» **SUPPLIED ENTRIES**
^^^^^^^^

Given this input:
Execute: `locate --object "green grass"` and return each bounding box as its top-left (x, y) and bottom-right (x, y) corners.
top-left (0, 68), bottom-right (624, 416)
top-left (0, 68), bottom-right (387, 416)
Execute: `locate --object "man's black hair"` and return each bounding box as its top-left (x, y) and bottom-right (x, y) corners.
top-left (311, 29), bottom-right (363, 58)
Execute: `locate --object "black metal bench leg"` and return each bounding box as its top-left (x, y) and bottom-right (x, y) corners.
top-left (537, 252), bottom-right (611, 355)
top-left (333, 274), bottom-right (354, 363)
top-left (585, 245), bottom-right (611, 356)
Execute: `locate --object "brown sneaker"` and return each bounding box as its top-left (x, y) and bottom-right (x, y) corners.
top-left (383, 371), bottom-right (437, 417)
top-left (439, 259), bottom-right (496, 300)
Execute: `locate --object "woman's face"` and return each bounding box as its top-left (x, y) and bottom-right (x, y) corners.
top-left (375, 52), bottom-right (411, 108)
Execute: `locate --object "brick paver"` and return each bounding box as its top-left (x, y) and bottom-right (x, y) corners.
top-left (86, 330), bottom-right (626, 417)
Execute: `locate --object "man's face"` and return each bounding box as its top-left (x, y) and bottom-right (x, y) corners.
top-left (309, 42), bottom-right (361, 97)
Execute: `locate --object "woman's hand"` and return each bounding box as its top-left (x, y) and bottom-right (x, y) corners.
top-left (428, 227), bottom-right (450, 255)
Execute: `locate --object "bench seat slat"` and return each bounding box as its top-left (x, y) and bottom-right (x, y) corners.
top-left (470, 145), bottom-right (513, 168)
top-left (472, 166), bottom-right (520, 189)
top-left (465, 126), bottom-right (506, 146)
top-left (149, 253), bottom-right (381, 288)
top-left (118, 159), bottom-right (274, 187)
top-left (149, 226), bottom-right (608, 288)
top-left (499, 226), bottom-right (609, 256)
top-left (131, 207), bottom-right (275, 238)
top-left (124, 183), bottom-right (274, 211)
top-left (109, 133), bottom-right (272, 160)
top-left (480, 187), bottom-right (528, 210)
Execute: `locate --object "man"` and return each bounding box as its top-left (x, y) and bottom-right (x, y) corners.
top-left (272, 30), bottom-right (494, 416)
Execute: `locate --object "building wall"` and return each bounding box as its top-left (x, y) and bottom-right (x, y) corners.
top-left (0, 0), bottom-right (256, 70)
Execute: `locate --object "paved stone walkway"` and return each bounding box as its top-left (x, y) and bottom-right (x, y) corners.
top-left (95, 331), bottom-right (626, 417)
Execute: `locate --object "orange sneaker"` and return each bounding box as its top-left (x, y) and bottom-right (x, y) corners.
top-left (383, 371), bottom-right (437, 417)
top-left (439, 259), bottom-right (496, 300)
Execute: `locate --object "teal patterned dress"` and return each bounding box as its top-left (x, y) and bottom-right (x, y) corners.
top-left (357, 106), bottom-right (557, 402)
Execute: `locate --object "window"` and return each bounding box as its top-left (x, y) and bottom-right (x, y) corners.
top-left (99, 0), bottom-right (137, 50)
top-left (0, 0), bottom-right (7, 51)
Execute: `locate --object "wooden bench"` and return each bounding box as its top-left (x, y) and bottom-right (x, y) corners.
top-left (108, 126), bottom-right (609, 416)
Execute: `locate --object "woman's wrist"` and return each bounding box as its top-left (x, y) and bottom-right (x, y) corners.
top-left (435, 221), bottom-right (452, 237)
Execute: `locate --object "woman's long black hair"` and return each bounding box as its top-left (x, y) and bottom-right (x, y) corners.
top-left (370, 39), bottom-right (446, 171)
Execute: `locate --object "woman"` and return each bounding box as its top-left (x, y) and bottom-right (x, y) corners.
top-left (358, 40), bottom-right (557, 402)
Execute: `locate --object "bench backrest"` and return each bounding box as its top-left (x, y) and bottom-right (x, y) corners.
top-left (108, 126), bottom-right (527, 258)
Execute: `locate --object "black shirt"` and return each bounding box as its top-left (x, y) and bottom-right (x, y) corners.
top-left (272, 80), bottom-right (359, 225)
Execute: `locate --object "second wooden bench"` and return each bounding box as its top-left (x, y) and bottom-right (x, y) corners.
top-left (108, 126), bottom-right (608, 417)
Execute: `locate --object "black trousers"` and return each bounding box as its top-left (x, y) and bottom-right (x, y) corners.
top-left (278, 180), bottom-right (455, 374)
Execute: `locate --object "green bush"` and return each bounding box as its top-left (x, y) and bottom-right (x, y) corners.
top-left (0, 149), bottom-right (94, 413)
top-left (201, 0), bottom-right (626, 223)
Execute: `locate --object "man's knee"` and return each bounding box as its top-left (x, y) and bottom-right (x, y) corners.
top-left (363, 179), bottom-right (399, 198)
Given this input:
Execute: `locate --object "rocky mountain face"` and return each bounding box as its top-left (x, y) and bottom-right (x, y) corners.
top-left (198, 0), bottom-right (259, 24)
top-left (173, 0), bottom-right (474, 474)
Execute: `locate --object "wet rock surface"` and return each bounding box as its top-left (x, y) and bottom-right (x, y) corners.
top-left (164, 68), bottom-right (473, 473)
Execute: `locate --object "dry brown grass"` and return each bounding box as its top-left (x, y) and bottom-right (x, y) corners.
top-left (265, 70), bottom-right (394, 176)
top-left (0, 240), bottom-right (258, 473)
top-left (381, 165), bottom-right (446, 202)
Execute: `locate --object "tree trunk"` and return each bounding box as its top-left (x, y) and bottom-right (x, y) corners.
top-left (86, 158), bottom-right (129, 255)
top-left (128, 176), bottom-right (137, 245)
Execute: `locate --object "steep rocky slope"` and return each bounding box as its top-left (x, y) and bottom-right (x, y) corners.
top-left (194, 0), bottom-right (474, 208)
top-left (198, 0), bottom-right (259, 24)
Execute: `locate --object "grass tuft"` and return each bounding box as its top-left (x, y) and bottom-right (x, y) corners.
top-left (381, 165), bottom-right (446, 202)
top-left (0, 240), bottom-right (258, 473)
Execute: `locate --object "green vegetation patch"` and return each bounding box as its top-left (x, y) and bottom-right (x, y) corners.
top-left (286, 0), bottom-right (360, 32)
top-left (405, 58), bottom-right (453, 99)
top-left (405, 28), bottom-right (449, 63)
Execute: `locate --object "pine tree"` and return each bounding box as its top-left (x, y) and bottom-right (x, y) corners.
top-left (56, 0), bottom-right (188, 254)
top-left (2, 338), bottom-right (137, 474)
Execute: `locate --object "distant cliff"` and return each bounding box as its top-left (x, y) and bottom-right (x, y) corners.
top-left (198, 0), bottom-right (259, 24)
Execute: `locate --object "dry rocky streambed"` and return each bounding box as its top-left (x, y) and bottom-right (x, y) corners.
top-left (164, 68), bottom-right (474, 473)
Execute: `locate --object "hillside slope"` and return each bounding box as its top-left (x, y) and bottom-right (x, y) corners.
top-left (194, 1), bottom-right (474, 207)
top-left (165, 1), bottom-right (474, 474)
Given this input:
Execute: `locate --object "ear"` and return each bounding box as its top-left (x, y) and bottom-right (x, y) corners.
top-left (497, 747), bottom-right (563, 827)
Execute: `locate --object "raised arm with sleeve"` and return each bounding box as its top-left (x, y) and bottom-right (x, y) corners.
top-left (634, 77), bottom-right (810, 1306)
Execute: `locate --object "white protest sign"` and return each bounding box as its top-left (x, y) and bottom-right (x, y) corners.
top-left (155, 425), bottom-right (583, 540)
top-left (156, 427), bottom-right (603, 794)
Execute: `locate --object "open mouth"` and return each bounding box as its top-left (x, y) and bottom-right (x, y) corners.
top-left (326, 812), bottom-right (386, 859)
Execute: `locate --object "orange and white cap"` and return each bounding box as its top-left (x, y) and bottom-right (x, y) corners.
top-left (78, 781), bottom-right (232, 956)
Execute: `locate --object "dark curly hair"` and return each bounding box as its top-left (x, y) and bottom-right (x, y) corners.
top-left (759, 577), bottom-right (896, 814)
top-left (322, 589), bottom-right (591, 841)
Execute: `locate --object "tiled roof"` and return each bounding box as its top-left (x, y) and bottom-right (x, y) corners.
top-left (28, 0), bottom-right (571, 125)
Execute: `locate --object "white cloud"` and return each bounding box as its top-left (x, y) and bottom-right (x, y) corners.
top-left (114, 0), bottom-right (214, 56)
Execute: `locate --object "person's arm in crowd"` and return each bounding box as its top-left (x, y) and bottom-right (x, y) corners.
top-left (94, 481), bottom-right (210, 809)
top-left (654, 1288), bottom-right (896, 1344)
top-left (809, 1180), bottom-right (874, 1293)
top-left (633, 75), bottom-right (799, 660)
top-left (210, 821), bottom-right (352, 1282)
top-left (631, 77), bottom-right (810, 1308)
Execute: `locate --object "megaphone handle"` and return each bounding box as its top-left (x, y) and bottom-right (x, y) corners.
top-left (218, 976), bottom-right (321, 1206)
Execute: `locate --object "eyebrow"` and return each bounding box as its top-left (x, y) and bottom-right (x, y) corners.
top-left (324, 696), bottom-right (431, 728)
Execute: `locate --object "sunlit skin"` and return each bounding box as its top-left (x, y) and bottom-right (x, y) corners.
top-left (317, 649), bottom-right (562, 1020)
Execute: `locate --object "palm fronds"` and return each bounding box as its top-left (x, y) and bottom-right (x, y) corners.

^^^^^^^^

» **WHAT IS REQUIRED**
Reproduce the data above word for word, from its first line through the line containing "top-left (585, 245), bottom-right (611, 356)", including both ends.

» **SOLUTION BELOW**
Given this input:
Execute: `locate --object "green grass"` and return each bounding box as its top-left (x, y) and bottom-right (x, y) corners.
top-left (0, 68), bottom-right (624, 416)
top-left (0, 68), bottom-right (387, 416)
Execute: `locate --object "man's black hair"` and return each bounding box as its top-left (x, y) and bottom-right (x, y) corners.
top-left (311, 29), bottom-right (363, 58)
Execute: `locate --object "black metal bench leg"` and return each bounding box as its top-left (x, y) and bottom-right (x, y) corners.
top-left (537, 252), bottom-right (611, 355)
top-left (333, 274), bottom-right (354, 363)
top-left (585, 245), bottom-right (611, 356)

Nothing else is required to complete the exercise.